▸ Objectif A: Extrayez du texte sur le photographe Christopher de Béthune le passage allant de « Jusqu’où ne s’arrêtera » jusqu'à « de son anéantissement. ».

▸ Extrait du texte:
Jusqu’où ne s’arrêtera pas le photographe belge Christopher de Béthune ?
Son dernier livre publié, Skin like winter, radicalise encore un peu plus les lignes esthétiques de ses précédents ouvrages, Pale Tales (2015), Night Ride (2015), Outland (2016), Ill Street Blues (2016), Knights in white satin (2017) et quelques autres pépites noires autopubliées.
Qu’est-ce qu’un acte de création pour Christopher de Béthune ? un fragment de survivance arraché à la nuit plutonienne des sensations, une marche aux confins du visible, une ode continue au mouvement et aux vivants qui passent.

Skin like winter, petit livre de peu, tenu par deux minables agrafes, a la légèreté d’une plume, le poids d’un corps qui chute et rencontre une extase au moment de son anéantissement.
Il y a dans la volonté obstinée du photographe de fabriquer images et livres à un rythme défiant les assis une esthétique antibourgeoise de la pauvreté sublime, du geste de panache dans la captation de ce qui se dérobe, de la poussière d’êtres saturant le cadre comme autant de merveilles d’existences réduites à de simples pluies d’électrons.

Il fait froid, il faut boire, et faire danser l’appareil de vision au rythme de l’ivresse.
Christopher de Béthune cadre ferme le crépuscule des dieux, à moins qu’il ne s’agisse de ces matins glorieux où la joie vous étreint et vous offre des ailes.
Photographier à hauteur de volatile, telle est la belle ambition d’un artiste évoluant entre pesanteur et grâce.

▸ Liste fournie:

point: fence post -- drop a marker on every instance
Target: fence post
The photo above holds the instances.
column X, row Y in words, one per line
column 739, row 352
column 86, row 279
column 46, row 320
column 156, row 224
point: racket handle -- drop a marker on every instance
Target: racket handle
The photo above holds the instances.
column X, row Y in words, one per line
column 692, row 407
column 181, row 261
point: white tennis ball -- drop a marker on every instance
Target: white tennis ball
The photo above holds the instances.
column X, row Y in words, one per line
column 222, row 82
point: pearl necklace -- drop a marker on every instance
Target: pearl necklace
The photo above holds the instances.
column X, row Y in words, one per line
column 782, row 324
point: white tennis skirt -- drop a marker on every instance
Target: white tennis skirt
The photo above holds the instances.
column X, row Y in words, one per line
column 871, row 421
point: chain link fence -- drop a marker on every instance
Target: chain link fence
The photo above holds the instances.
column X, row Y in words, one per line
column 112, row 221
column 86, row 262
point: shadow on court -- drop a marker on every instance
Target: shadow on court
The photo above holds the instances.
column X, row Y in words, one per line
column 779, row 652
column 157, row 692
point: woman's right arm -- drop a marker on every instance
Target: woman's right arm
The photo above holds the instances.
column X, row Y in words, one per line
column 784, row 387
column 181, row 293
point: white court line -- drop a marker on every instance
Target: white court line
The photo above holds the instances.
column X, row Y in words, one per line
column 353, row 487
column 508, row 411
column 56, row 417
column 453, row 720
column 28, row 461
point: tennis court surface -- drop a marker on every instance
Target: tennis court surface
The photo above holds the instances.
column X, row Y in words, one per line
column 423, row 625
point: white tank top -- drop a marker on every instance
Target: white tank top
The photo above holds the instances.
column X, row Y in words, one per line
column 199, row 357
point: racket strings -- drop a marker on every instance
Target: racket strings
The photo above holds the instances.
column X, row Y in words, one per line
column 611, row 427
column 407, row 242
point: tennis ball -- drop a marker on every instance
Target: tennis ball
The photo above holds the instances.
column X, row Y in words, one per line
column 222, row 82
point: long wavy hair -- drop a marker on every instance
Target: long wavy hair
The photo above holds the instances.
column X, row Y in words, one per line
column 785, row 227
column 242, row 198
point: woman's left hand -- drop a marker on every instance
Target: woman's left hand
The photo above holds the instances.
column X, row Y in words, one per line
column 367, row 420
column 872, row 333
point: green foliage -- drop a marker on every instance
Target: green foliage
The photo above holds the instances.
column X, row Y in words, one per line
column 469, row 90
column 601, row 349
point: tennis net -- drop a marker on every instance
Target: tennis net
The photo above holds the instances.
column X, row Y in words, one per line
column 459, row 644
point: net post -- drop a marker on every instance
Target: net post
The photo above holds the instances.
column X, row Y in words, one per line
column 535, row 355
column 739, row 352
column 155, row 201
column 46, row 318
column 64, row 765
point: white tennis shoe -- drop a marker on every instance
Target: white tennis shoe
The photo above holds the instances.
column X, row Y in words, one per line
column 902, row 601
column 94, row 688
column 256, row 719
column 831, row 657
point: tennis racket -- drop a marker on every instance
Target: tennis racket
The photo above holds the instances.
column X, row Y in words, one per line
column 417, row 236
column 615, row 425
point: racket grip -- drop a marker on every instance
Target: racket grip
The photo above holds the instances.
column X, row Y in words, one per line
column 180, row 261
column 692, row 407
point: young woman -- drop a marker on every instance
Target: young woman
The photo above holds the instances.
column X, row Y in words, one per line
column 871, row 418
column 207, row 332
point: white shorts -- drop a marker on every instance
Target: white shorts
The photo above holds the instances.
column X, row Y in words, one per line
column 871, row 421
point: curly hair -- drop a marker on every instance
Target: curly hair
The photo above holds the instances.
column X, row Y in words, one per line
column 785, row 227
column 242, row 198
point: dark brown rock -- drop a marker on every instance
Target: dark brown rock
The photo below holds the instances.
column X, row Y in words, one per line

▸ Objectif B: Dans la liste, reprenez uniquement les lignes allant de celle qui contient « point: woman's right » jusqu'à celle qui contient « column 423, row 625 », incluses, en remplaçant « marker » par « pin » sans rien modifier d'autre.

▸ Résultat attendu A:
Jusqu’où ne s’arrêtera pas le photographe belge Christopher de Béthune ?
Son dernier livre publié, Skin like winter, radicalise encore un peu plus les lignes esthétiques de ses précédents ouvrages, Pale Tales (2015), Night Ride (2015), Outland (2016), Ill Street Blues (2016), Knights in white satin (2017) et quelques autres pépites noires autopubliées.
Qu’est-ce qu’un acte de création pour Christopher de Béthune ? un fragment de survivance arraché à la nuit plutonienne des sensations, une marche aux confins du visible, une ode continue au mouvement et aux vivants qui passent.

Skin like winter, petit livre de peu, tenu par deux minables agrafes, a la légèreté d’une plume, le poids d’un corps qui chute et rencontre une extase au moment de son anéantissement.

▸ Résultat attendu B:
point: woman's right arm -- drop a pin on every instance
Target: woman's right arm
The photo above holds the instances.
column X, row Y in words, one per line
column 784, row 387
column 181, row 293
point: white court line -- drop a pin on every instance
Target: white court line
The photo above holds the instances.
column X, row Y in words, one per line
column 353, row 487
column 508, row 411
column 56, row 417
column 453, row 720
column 28, row 461
point: tennis court surface -- drop a pin on every instance
Target: tennis court surface
The photo above holds the instances.
column X, row Y in words, one per line
column 423, row 625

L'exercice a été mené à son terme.